ウェザー・リポート創世記のメンバーの立ち位置というものに想いを馳せてみた。

 

まず、1曲目の「Milky Way」が、ショーターとザビヌルの共作。

このまるで、キューブリックの「2001年宇宙の旅」の映画音楽のような

スターティングは、このユニットの可能性、メッセージ性を象徴している。

まさに、ザビヌルらしいコスモロジーな卓越した感覚が端的に現れた曲である。

 

2曲目の「Umbrellas」は、ショーター、ザビヌル、ビトウスの

共作となっているが、この曲の解釈は難しい。

ビトウスの非常にリズミックなエレベが際立つ展開となっていること。

ザビヌルの影は薄いように見えるが、

実は、ザビヌルがビトウスにこのリズミックさを出すよう、かなり強引に

ディレクションした実験的な作品で、緊張感のあるテイストを生んでいる。

 

3曲目の「Seventh Arrow」は、ビトウスのクレジットで、

一転、ビトウス自身ががやりたいようにやった曲である。

まさにビトウス主導のビトウスらしいサウンド作りである。

 

4曲目の「Orange Lady」は、ザビヌルのクレジット。

僕はやはり、ザビヌルの初期WRの方向性はこの曲に集約している気がする。

敬虔で宇宙的な広がりを感じる神秘性とともに、牧歌的な安らぎが備わった曲想。

この牧歌的と言うキーワードは、実はビトウスの一面にもあり、

両者が意気投合した接点であろうと思う。

ビトウスの初リーター作「インフィニット・サーチ」の表題曲などは

同じ感性を感じる。

 

5曲目の「Morning Lake」もまた、ビトウスのクレジット。

4曲目同様、ビトウスとザビヌルの方向性が一致していた頃の秀作。

牧歌的で、理想郷のイメージとか輪廻感のある曲想。

マイルス時代にはなかった曲想であり、新鮮である。

 

6曲目の「Waterfall」は、ザビヌルのクレジット。
************
> [課題]
上のウェザー・リポートに関する文章について、次の問いに答えなさい。
(a) 1曲目「Milky Way」は誰と誰の共作とされているか。
(b) 3曲目「Seventh Arrow」は誰のクレジットか。
(c) 4曲目と同様に、ビトウスとザビヌルの方向性が一致していた頃の秀作とされているのは何という曲か。
************
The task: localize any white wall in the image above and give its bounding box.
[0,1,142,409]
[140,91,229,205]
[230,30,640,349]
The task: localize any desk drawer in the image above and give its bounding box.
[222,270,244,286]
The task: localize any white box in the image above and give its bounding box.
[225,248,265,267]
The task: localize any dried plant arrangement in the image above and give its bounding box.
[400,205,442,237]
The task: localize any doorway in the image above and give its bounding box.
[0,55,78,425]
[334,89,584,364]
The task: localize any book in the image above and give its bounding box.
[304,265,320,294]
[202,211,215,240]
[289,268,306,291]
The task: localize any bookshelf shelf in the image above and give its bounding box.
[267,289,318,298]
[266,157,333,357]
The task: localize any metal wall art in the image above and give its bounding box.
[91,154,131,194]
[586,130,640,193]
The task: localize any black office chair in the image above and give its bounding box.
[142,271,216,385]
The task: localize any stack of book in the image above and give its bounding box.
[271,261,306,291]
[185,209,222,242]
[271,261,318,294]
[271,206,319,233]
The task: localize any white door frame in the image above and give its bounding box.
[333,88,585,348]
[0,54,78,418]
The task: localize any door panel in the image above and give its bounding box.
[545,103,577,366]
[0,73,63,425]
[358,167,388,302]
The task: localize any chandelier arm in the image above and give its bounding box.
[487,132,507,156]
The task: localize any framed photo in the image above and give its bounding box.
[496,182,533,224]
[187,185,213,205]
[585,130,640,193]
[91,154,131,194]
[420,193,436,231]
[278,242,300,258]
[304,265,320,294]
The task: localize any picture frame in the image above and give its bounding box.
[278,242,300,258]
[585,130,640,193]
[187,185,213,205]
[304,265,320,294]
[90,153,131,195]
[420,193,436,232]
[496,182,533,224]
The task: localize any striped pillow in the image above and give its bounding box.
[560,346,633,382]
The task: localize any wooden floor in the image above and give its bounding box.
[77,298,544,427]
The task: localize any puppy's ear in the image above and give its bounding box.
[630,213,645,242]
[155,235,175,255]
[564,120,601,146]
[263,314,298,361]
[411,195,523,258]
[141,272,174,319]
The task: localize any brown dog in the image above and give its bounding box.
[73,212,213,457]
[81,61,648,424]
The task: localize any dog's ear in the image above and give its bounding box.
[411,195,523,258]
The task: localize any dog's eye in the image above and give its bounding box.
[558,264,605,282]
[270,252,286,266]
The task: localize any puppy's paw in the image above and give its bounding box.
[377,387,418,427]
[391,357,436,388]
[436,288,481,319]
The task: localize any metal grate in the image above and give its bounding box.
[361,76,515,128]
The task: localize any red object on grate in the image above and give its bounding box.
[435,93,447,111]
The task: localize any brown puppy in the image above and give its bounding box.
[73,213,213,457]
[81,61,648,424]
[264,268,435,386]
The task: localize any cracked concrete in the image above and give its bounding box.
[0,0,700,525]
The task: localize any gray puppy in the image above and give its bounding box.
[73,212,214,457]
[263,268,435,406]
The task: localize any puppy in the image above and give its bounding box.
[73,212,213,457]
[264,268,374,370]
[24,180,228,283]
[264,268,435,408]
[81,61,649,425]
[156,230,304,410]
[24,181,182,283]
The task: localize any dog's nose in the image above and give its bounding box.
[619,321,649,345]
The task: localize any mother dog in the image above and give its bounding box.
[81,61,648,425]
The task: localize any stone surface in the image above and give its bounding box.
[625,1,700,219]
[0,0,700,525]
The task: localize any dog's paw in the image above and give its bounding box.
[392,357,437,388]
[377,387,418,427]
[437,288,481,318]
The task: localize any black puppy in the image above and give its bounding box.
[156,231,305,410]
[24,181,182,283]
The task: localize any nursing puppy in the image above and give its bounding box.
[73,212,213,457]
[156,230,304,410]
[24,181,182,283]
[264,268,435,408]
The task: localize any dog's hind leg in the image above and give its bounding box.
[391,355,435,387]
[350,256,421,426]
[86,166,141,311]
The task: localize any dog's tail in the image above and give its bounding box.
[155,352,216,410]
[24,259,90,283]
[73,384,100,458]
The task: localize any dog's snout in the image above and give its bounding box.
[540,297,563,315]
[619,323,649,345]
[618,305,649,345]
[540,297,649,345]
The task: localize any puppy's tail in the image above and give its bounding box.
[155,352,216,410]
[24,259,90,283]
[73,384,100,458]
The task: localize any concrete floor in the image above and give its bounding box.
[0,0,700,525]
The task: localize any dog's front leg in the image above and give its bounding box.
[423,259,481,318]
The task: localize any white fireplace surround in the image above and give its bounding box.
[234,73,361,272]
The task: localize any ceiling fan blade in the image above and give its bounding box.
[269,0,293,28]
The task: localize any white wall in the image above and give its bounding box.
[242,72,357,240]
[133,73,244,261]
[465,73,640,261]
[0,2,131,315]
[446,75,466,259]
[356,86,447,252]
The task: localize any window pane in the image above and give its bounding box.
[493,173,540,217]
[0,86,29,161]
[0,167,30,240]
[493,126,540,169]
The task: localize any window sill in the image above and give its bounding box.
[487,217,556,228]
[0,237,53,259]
************
> [解答例]
(a) ショーターとザビヌル
(b) ビトウス
(c) 「Morning Lake」